AIM OF THE TASK: Put the lines of the items below into a Markdown table with the columns Row and Line, starting with the line that contains "of the wheel" and going on through the line that contains "(1174, 317)". Number each line and leave out any blank lines.

[Dataset entries]

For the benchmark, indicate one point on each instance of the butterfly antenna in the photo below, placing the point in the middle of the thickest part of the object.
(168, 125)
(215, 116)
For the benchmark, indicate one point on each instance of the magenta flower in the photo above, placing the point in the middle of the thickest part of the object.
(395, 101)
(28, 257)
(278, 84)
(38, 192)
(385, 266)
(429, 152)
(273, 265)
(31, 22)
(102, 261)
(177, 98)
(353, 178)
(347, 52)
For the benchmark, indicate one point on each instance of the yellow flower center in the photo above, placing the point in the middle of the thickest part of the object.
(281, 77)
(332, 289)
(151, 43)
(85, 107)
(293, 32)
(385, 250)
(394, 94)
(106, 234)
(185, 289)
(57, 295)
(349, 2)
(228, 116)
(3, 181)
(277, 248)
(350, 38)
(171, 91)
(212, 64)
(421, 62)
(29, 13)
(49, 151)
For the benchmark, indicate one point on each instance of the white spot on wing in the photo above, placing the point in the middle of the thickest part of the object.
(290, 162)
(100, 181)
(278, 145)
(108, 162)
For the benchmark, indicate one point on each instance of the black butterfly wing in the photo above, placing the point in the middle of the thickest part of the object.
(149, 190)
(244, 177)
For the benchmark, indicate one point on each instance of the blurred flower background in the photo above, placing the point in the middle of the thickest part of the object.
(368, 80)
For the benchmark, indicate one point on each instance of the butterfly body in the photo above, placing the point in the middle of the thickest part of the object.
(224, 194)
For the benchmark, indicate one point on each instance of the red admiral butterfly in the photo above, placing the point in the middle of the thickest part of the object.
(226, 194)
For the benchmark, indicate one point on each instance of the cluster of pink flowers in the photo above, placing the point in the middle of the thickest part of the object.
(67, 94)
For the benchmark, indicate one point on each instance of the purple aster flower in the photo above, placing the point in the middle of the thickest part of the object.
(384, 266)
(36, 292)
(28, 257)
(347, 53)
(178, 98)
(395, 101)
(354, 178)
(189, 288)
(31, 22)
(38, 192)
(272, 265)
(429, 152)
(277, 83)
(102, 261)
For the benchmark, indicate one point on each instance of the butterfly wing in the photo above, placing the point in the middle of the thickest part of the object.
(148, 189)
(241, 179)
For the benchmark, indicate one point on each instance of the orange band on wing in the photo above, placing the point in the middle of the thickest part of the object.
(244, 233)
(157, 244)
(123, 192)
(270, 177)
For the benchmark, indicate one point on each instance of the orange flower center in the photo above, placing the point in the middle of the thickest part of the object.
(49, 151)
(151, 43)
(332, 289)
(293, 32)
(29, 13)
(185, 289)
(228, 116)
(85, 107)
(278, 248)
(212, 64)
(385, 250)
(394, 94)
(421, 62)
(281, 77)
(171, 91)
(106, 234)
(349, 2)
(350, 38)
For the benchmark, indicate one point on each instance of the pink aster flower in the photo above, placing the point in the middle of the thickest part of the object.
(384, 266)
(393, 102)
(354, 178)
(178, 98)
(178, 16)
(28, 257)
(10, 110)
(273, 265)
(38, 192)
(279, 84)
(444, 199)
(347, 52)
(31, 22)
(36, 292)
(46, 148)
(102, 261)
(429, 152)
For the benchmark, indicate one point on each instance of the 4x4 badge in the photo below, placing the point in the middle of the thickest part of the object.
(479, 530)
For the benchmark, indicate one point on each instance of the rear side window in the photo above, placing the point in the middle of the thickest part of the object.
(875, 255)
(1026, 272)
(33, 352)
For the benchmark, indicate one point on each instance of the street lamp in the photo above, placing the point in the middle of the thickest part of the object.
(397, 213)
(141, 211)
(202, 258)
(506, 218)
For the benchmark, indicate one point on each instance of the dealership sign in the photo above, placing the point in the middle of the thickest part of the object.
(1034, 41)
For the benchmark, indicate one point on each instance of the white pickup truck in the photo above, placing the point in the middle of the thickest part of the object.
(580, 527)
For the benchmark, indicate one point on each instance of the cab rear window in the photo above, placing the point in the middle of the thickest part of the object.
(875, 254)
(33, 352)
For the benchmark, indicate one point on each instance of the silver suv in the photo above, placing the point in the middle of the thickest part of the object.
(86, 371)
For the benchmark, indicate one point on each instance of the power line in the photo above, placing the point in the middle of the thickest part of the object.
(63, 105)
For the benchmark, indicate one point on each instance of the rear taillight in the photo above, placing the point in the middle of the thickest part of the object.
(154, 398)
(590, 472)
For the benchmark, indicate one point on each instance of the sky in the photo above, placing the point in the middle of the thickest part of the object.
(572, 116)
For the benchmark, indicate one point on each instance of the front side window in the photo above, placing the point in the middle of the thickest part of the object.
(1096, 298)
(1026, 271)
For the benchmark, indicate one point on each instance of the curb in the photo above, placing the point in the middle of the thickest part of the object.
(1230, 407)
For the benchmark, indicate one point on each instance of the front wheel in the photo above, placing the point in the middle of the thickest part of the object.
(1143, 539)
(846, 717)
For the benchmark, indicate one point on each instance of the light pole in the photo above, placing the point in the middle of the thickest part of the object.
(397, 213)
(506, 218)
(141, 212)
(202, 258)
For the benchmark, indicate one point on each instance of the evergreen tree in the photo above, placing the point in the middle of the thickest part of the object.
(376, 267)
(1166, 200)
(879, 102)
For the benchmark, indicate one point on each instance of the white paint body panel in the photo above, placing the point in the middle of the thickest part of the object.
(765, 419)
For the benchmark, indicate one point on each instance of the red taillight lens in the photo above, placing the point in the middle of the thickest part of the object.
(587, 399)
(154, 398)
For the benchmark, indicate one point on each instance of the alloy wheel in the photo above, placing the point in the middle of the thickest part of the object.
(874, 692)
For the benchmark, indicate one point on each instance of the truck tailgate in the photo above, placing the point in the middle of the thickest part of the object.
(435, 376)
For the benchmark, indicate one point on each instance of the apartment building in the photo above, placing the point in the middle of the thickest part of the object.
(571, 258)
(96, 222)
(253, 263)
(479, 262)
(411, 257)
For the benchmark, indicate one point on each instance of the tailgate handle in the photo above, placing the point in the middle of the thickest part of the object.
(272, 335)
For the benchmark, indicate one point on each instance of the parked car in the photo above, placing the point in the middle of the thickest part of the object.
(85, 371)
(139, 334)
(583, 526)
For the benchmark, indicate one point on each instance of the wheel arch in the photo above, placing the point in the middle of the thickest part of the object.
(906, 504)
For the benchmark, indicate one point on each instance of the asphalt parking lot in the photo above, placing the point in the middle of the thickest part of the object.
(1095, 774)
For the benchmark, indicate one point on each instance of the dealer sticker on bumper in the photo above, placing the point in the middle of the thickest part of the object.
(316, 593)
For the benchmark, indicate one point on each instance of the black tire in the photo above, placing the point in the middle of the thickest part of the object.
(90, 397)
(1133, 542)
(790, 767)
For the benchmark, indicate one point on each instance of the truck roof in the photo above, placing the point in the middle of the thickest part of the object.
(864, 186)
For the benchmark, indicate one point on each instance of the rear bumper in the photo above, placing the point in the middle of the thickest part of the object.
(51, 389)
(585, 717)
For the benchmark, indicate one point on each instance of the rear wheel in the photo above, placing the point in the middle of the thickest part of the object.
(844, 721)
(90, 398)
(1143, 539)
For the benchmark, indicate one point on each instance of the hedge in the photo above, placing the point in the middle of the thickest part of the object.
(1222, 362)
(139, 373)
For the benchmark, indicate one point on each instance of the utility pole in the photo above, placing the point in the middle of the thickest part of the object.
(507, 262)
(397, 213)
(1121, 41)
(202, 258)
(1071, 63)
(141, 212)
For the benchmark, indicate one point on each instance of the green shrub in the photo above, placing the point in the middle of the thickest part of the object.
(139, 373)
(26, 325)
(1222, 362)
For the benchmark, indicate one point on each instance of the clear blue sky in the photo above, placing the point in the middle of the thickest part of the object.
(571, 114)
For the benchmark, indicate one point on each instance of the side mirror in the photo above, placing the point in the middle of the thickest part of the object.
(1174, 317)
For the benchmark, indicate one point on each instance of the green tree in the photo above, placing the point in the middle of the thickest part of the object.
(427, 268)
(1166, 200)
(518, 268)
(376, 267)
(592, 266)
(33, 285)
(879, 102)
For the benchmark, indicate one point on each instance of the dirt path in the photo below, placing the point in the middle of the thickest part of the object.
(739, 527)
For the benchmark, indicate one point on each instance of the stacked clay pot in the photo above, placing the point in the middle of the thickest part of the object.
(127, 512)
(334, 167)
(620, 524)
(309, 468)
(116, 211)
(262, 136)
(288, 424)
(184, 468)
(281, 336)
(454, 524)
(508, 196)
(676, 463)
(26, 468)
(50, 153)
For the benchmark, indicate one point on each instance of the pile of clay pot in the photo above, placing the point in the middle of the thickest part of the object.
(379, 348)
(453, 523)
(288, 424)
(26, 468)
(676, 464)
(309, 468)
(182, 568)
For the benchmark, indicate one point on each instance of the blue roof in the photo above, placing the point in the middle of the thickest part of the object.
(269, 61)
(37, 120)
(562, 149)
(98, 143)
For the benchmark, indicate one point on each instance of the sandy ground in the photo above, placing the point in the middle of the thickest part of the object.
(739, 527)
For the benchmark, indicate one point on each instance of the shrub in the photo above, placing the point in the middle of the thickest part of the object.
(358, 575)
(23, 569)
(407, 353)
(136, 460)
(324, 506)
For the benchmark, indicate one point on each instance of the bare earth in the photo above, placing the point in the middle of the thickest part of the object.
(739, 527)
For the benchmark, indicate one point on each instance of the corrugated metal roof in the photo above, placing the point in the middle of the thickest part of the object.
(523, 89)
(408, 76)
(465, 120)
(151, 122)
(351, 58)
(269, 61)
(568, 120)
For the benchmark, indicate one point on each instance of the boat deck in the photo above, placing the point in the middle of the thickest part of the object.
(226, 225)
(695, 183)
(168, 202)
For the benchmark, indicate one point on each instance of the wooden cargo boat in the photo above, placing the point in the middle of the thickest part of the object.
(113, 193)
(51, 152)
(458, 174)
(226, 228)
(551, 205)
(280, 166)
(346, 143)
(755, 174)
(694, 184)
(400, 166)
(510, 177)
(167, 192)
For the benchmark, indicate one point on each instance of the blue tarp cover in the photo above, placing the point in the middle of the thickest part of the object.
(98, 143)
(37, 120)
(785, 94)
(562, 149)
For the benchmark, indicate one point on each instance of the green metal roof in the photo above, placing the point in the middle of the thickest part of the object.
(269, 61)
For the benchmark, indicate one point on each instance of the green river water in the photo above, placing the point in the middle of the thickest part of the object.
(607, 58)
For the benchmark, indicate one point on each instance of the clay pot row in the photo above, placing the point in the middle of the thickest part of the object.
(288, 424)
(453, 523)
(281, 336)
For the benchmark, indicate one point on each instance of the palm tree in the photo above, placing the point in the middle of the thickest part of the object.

TASK SOLUTION:
| Row | Line |
|---|---|
| 1 | For the benchmark, indicate one point on each instance of the wheel arch in the photo above, placing the point in the middle of the thickest part of the object. |
| 2 | (906, 504) |
| 3 | For the benchmark, indicate one point on each instance of the asphalt parking lot in the photo above, placing the point in the middle of the thickest part of the object. |
| 4 | (1095, 774) |
| 5 | For the benchmark, indicate one point on each instance of the dealer sticker on bumper in the photo above, placing the point in the middle of the thickest part of the object. |
| 6 | (316, 593) |
| 7 | For the benchmark, indicate one point on each instance of the black tire in the photo above, placing the point in the middle of the thickest part of the object. |
| 8 | (90, 397) |
| 9 | (1133, 542) |
| 10 | (790, 767) |
| 11 | For the benchmark, indicate one point on each instance of the truck roof in the photo above, placing the point in the middle of the thickest part of the object. |
| 12 | (864, 186) |
| 13 | For the benchmark, indicate one point on each instance of the rear bumper in the photo above, placing the point in the middle of the thickest part of the object. |
| 14 | (51, 389) |
| 15 | (585, 717) |
| 16 | For the benchmark, indicate one point on each instance of the rear wheel in the photo above, placing the point in the middle of the thickest part of the object. |
| 17 | (844, 721) |
| 18 | (90, 398) |
| 19 | (1143, 539) |
| 20 | For the benchmark, indicate one point on each instance of the hedge in the photo above, placing the point in the middle of the thickest part of the object. |
| 21 | (1222, 362) |
| 22 | (139, 373) |
| 23 | For the benchmark, indicate one point on each instance of the utility pole in the photo above, placing the point in the middle of the thickest part of the object. |
| 24 | (507, 262) |
| 25 | (397, 213) |
| 26 | (1121, 41) |
| 27 | (202, 258) |
| 28 | (1071, 63) |
| 29 | (141, 212) |
| 30 | For the benchmark, indicate one point on each instance of the green shrub in the photo above, placing the point in the middle of the thickest part of the object. |
| 31 | (139, 373) |
| 32 | (26, 325) |
| 33 | (1222, 362) |
| 34 | For the benchmark, indicate one point on each instance of the clear blue sky in the photo above, placing the point in the middle of the thickest part of the object. |
| 35 | (571, 114) |
| 36 | For the benchmark, indicate one point on each instance of the side mirror in the photo above, placing the point in the middle of the thickest part of the object. |
| 37 | (1174, 317) |